PROVIDED MATERIAL »
━━━━

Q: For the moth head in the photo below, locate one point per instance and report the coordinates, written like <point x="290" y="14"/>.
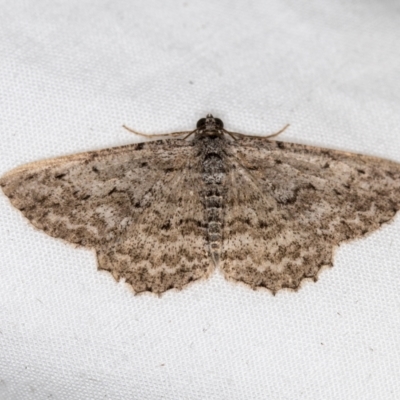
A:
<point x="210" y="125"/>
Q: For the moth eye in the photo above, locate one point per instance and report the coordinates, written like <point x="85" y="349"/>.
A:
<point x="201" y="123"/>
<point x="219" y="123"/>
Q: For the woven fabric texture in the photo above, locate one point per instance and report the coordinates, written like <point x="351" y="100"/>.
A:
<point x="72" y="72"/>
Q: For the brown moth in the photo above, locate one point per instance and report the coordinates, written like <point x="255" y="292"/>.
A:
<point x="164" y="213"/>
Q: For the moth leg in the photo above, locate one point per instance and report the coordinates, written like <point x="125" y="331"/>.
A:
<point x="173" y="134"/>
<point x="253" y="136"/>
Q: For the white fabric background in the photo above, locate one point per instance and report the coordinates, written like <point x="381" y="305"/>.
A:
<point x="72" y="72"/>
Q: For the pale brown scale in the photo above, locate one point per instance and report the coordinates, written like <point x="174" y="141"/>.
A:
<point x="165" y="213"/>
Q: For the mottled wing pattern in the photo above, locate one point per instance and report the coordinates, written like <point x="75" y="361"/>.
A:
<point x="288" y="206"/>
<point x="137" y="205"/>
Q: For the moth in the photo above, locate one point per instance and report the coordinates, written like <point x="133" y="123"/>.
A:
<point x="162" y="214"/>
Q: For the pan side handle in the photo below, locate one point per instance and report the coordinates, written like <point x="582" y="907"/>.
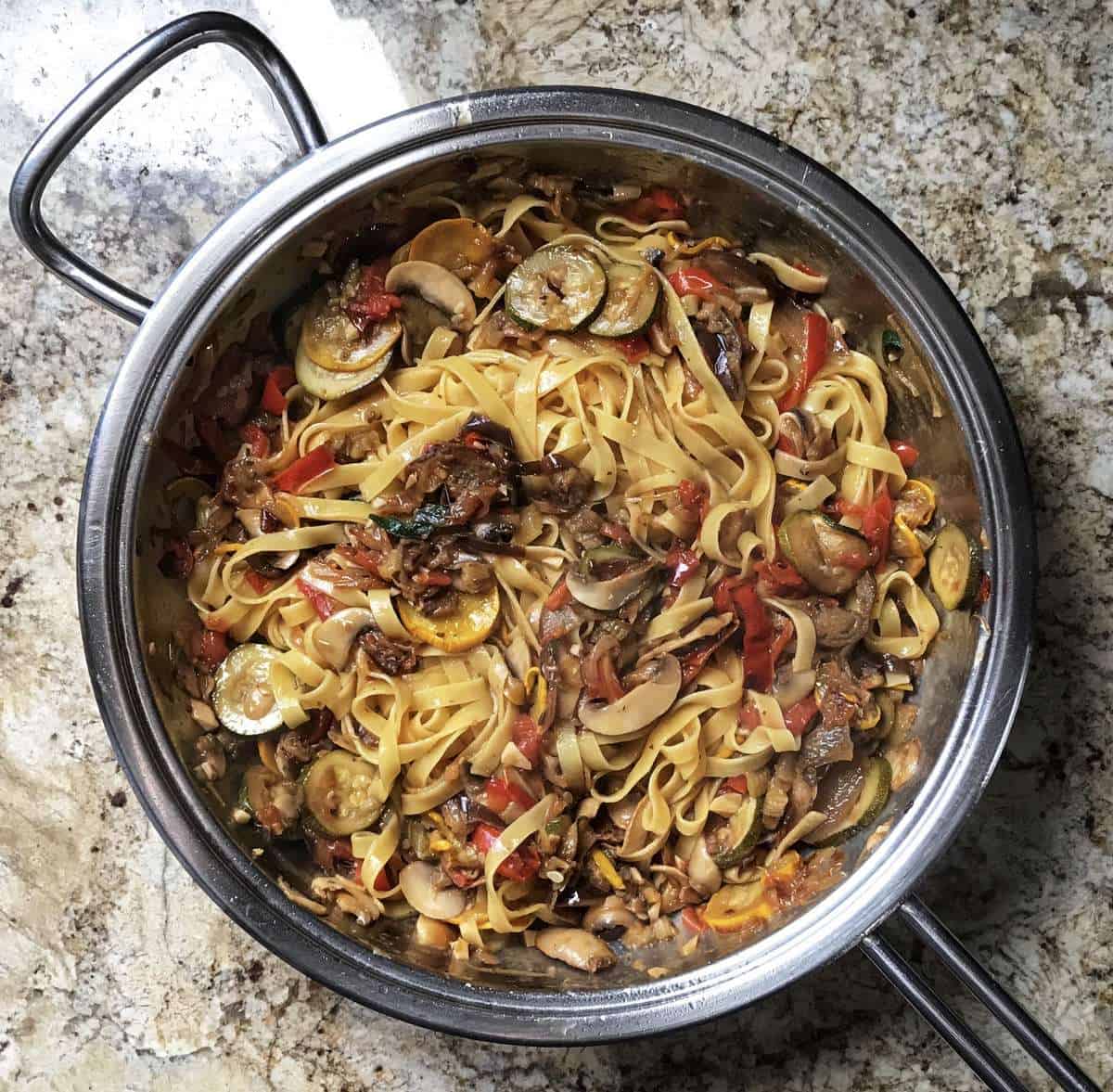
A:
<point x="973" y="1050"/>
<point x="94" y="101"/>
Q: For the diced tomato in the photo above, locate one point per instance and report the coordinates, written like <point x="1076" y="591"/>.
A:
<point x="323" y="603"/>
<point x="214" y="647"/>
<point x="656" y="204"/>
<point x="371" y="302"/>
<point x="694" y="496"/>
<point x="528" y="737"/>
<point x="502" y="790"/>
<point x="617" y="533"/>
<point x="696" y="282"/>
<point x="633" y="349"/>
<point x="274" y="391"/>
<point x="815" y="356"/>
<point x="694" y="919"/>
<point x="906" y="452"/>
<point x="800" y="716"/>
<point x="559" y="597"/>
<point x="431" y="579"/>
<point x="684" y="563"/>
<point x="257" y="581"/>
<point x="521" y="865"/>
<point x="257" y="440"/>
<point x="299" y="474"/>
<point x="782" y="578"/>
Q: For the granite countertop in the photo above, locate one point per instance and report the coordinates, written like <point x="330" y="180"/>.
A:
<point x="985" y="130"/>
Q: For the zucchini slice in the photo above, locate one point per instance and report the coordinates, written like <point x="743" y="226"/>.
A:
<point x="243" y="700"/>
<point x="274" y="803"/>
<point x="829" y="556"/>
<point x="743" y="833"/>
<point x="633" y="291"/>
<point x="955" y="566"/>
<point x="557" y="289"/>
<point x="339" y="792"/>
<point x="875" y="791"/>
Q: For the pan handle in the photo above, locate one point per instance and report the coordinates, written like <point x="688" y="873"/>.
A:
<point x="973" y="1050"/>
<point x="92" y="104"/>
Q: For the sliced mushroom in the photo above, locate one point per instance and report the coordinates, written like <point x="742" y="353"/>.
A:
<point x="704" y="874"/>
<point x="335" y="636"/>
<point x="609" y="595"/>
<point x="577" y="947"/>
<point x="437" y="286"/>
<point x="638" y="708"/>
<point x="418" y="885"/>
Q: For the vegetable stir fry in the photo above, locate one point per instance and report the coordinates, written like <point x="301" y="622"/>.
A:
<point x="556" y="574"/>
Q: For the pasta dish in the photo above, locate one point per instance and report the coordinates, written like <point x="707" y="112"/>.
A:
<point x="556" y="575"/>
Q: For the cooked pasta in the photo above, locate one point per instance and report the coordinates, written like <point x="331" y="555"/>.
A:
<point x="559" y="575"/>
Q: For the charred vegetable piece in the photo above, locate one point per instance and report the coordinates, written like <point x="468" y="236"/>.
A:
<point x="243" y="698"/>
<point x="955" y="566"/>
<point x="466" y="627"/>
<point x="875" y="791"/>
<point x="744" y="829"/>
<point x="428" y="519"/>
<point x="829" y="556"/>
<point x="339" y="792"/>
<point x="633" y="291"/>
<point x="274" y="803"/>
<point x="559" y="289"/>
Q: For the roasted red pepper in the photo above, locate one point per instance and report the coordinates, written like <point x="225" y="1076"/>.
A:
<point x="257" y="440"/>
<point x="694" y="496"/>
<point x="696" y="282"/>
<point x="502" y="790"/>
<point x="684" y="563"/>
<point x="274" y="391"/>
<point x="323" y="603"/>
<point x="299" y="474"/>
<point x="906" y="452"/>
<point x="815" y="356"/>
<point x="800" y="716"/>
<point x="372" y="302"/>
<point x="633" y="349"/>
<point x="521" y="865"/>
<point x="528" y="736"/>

━━━━

WHAT NEEDS TO BE DONE »
Pictures are to be left out; repeat all the remaining data exactly.

OUTPUT FOR THIS TASK »
Q: For the moth head in the photo below, locate one point per instance and report the coordinates, written like <point x="290" y="14"/>.
A:
<point x="210" y="125"/>
Q: For the moth eye in the photo above, locate one point per instance and report the coordinates, written like <point x="85" y="349"/>.
A:
<point x="201" y="123"/>
<point x="219" y="123"/>
Q: For the woven fabric texture in the photo above, locate one point per instance and report the coordinates, written like <point x="351" y="100"/>.
A:
<point x="72" y="72"/>
Q: For the brown moth in the photo above, locate one point per instance and report the coordinates, written like <point x="255" y="292"/>.
A:
<point x="164" y="213"/>
Q: For the moth leg in the photo above, locate one point per instance and report the coordinates, written like <point x="125" y="331"/>.
A:
<point x="173" y="134"/>
<point x="253" y="136"/>
Q: For the white fabric background in the photo above, locate one point per instance and report the coordinates, written like <point x="381" y="305"/>.
A:
<point x="72" y="72"/>
Q: For the pale brown scale in the photo above, locate one point per instance and report the coordinates, written like <point x="174" y="141"/>.
A:
<point x="165" y="213"/>
Q: For the mottled wing pattern in the photo above, locate one point per instance and report the coordinates, written like <point x="75" y="361"/>.
A:
<point x="288" y="206"/>
<point x="137" y="205"/>
Q: For the moth in the photo above, locate one point per instance and report the coordinates, written like <point x="133" y="123"/>.
A:
<point x="162" y="214"/>
Q: For the pan side handle in the photo below, locate one point per instance and report the coordinates, written like <point x="582" y="907"/>.
A:
<point x="973" y="1050"/>
<point x="94" y="101"/>
Q: For the diced tomato in the photo above, locate one point per instance and report the coordinates, written like <point x="1076" y="591"/>.
A:
<point x="323" y="603"/>
<point x="214" y="647"/>
<point x="656" y="204"/>
<point x="371" y="302"/>
<point x="694" y="496"/>
<point x="528" y="737"/>
<point x="502" y="790"/>
<point x="617" y="533"/>
<point x="696" y="282"/>
<point x="633" y="349"/>
<point x="274" y="391"/>
<point x="815" y="356"/>
<point x="694" y="919"/>
<point x="906" y="452"/>
<point x="800" y="716"/>
<point x="559" y="597"/>
<point x="431" y="579"/>
<point x="684" y="563"/>
<point x="257" y="581"/>
<point x="521" y="865"/>
<point x="257" y="440"/>
<point x="299" y="474"/>
<point x="782" y="578"/>
Q: For the granite countertop in the photo above, locate one point per instance and report the coordinates, written like <point x="330" y="180"/>.
A:
<point x="985" y="130"/>
Q: For the zucchini slice in the photo above, locate one point per instance and report the coordinates, written like <point x="743" y="226"/>.
A:
<point x="243" y="700"/>
<point x="274" y="803"/>
<point x="829" y="556"/>
<point x="743" y="833"/>
<point x="633" y="291"/>
<point x="955" y="566"/>
<point x="557" y="289"/>
<point x="339" y="792"/>
<point x="875" y="791"/>
Q: For the pan handle in the photo above, locate one point per instance and report the coordinates, written like <point x="688" y="873"/>.
A:
<point x="973" y="1050"/>
<point x="92" y="104"/>
Q: For the sliced mushroom in the photo above, locate one point per instance and report the coordinates, written like <point x="742" y="353"/>.
A:
<point x="704" y="874"/>
<point x="335" y="636"/>
<point x="609" y="595"/>
<point x="577" y="947"/>
<point x="437" y="286"/>
<point x="638" y="708"/>
<point x="418" y="885"/>
Q: For the vegetable stir fry in the photo above, locate one point per instance and report the coordinates, written like <point x="301" y="622"/>.
A:
<point x="556" y="574"/>
Q: For the pasta dish in the photo above, locate one point per instance and report the coordinates, written like <point x="707" y="112"/>.
A:
<point x="556" y="575"/>
Q: For the cooked pasta in the photo above, locate one point per instance and report the coordinates, written like <point x="331" y="555"/>.
A:
<point x="559" y="575"/>
Q: For the charred vegetable piece in the photo above, locate one point per instance and report the coordinates, written like <point x="468" y="236"/>.
A:
<point x="243" y="698"/>
<point x="955" y="566"/>
<point x="466" y="627"/>
<point x="875" y="791"/>
<point x="744" y="829"/>
<point x="428" y="519"/>
<point x="829" y="556"/>
<point x="339" y="792"/>
<point x="633" y="291"/>
<point x="274" y="803"/>
<point x="559" y="289"/>
Q: For the roasted red pepper in the photo above, locate one point per instance and report the coordinates, written like <point x="225" y="1076"/>.
A:
<point x="257" y="440"/>
<point x="694" y="496"/>
<point x="696" y="282"/>
<point x="502" y="790"/>
<point x="684" y="563"/>
<point x="274" y="391"/>
<point x="323" y="603"/>
<point x="299" y="474"/>
<point x="906" y="452"/>
<point x="815" y="356"/>
<point x="800" y="716"/>
<point x="372" y="302"/>
<point x="633" y="349"/>
<point x="521" y="865"/>
<point x="528" y="736"/>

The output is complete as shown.